## GIVEN REQUEST
Write out, precisely and in full, each line of the material.

:: MATERIALS PROVIDED

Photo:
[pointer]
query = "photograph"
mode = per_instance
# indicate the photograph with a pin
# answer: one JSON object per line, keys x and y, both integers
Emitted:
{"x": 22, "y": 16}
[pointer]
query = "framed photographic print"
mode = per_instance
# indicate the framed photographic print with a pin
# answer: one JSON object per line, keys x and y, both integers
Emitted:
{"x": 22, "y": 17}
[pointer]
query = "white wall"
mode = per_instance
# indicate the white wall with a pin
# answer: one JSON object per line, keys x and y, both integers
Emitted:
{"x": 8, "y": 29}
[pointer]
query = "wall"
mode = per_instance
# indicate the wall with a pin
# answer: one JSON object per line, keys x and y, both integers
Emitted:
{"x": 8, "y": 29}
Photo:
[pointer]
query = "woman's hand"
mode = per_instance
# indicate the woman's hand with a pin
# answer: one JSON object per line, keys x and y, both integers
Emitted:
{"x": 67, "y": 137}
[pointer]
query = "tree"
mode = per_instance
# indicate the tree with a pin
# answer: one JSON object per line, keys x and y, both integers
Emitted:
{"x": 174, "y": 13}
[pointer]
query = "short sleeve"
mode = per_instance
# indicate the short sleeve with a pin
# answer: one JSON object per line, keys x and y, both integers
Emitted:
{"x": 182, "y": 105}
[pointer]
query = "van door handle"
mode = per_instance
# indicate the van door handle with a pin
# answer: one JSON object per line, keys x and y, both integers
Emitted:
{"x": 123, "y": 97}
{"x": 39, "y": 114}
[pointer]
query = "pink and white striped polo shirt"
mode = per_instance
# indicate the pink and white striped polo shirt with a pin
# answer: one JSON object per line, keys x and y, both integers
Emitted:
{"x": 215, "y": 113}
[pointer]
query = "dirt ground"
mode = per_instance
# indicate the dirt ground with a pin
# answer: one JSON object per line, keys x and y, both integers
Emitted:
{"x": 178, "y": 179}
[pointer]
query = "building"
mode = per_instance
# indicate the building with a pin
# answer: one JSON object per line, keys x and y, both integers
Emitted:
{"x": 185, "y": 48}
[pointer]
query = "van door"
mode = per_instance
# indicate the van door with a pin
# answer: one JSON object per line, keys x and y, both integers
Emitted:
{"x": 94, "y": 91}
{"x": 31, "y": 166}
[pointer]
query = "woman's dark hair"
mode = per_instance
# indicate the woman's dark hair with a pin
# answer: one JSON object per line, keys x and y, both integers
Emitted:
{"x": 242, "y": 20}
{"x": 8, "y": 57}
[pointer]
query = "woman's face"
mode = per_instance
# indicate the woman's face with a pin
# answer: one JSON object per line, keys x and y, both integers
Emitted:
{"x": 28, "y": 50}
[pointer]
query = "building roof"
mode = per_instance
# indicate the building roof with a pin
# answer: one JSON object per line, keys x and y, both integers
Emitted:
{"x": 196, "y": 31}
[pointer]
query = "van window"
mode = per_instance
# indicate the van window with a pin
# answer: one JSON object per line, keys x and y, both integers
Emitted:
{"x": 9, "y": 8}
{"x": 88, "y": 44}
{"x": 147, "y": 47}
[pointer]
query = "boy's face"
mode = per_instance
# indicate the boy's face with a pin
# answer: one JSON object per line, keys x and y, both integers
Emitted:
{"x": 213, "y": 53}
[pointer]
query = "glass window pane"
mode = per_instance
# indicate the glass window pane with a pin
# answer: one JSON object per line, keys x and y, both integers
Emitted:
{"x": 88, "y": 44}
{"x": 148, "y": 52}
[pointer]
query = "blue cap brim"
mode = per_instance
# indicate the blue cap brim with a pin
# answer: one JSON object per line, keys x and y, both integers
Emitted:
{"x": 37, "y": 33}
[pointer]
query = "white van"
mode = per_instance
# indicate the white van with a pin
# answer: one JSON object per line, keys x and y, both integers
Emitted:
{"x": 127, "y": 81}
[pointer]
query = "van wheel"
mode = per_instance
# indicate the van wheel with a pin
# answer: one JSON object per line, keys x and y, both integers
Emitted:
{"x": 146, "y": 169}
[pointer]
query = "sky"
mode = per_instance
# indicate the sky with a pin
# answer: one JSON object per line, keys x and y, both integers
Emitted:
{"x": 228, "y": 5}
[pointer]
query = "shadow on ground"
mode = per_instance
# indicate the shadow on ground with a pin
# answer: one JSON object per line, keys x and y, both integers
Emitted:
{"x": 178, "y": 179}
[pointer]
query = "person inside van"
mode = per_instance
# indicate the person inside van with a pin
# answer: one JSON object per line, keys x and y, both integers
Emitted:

::::

## WRITTEN SOLUTION
Photo:
[pointer]
query = "photograph"
mode = per_instance
# indicate the photograph with a pin
# answer: one JSON object per line, keys x and y, both integers
Emitted:
{"x": 22, "y": 16}
[pointer]
query = "framed photographic print"
mode = per_instance
# indicate the framed photographic print with a pin
# answer: one JSON object per line, keys x and y, both integers
Emitted:
{"x": 22, "y": 17}
[pointer]
query = "white wall"
mode = per_instance
# indicate the white wall with a pin
# answer: one JSON object per line, keys x and y, both integers
Emitted:
{"x": 8, "y": 29}
[pointer]
query = "wall"
mode = per_instance
# indicate the wall with a pin
# answer: one JSON object per line, keys x and y, both integers
Emitted:
{"x": 8, "y": 29}
Photo:
[pointer]
query = "woman's hand"
mode = per_instance
# indicate the woman's hand with a pin
# answer: one JSON object per line, keys x and y, both integers
Emitted:
{"x": 67, "y": 137}
[pointer]
query = "tree"
mode = per_instance
# indicate the tree with a pin
# answer: one JSON object per line, keys x and y, both integers
Emitted:
{"x": 174, "y": 13}
[pointer]
query = "short sleeve"
mode = per_instance
# indicate the short sleeve with a pin
# answer: one JSON object per line, keys x and y, both integers
Emitted:
{"x": 182, "y": 105}
[pointer]
query = "van door handle"
mode = per_instance
# indicate the van door handle with a pin
# answer: one JSON object per line, keys x and y, both integers
Emitted:
{"x": 123, "y": 97}
{"x": 39, "y": 114}
[pointer]
query = "pink and white striped polo shirt"
mode = per_instance
# indicate the pink and white striped polo shirt with a pin
# answer: one JSON object per line, keys x and y, both integers
Emitted:
{"x": 215, "y": 113}
[pointer]
query = "dirt ground"
mode = per_instance
# indicate the dirt ground with a pin
# answer: one JSON object per line, keys x and y, both integers
Emitted:
{"x": 178, "y": 179}
[pointer]
query = "building"
mode = per_instance
# indicate the building with a pin
# answer: one JSON object per line, keys x and y, both integers
Emitted:
{"x": 185, "y": 48}
[pointer]
query = "van door"
mode = per_instance
# indicate the van door with a pin
# answer: one JSON object per line, keys x and y, both integers
Emitted:
{"x": 94, "y": 91}
{"x": 31, "y": 166}
[pointer]
query = "woman's dark hair"
mode = per_instance
# indicate the woman's dark hair with a pin
# answer: one JSON object per line, keys x and y, both integers
Emitted:
{"x": 242, "y": 20}
{"x": 8, "y": 57}
[pointer]
query = "woman's face"
mode = per_instance
# indicate the woman's face with a pin
# answer: one JSON object per line, keys x and y, both integers
Emitted:
{"x": 28, "y": 50}
[pointer]
query = "building roof"
mode = per_instance
# indicate the building roof with a pin
# answer: one JSON object per line, keys x and y, both integers
Emitted:
{"x": 196, "y": 31}
[pointer]
query = "van window"
mode = per_instance
# indicate the van window with a pin
# answer: one JSON object per line, keys x and y, both integers
Emitted:
{"x": 9, "y": 8}
{"x": 88, "y": 44}
{"x": 147, "y": 47}
[pointer]
query = "boy's face"
mode = per_instance
# indicate the boy's face with a pin
# answer: one JSON object per line, keys x and y, both integers
Emitted:
{"x": 213, "y": 53}
[pointer]
query = "glass window pane"
mode = per_instance
# indicate the glass window pane with a pin
# answer: one JSON object per line, keys x and y, both integers
Emitted:
{"x": 88, "y": 44}
{"x": 148, "y": 52}
[pointer]
query = "blue cap brim"
mode = per_instance
# indicate the blue cap brim with a pin
# answer: one JSON object per line, keys x and y, both integers
Emitted:
{"x": 37, "y": 33}
[pointer]
query = "white van"
mode = per_instance
# indicate the white van with a pin
# answer: one JSON object per line, keys x and y, both integers
Emitted:
{"x": 127, "y": 81}
[pointer]
query = "van wheel"
mode = per_instance
# indicate the van wheel with a pin
# answer: one JSON object per line, keys x and y, both integers
Emitted:
{"x": 146, "y": 169}
[pointer]
query = "sky"
mode = per_instance
# indicate the sky with a pin
# answer: one JSON object per line, keys x and y, both integers
Emitted:
{"x": 228, "y": 5}
[pointer]
query = "shadow on ground"
mode = per_instance
# indicate the shadow on ground with a pin
# answer: one JSON object per line, keys x and y, both integers
Emitted:
{"x": 178, "y": 179}
[pointer]
query = "person inside van"
mode = per_instance
# indicate the person inside van with a pin
# answer: one JSON object per line, keys x and y, both integers
Emitted:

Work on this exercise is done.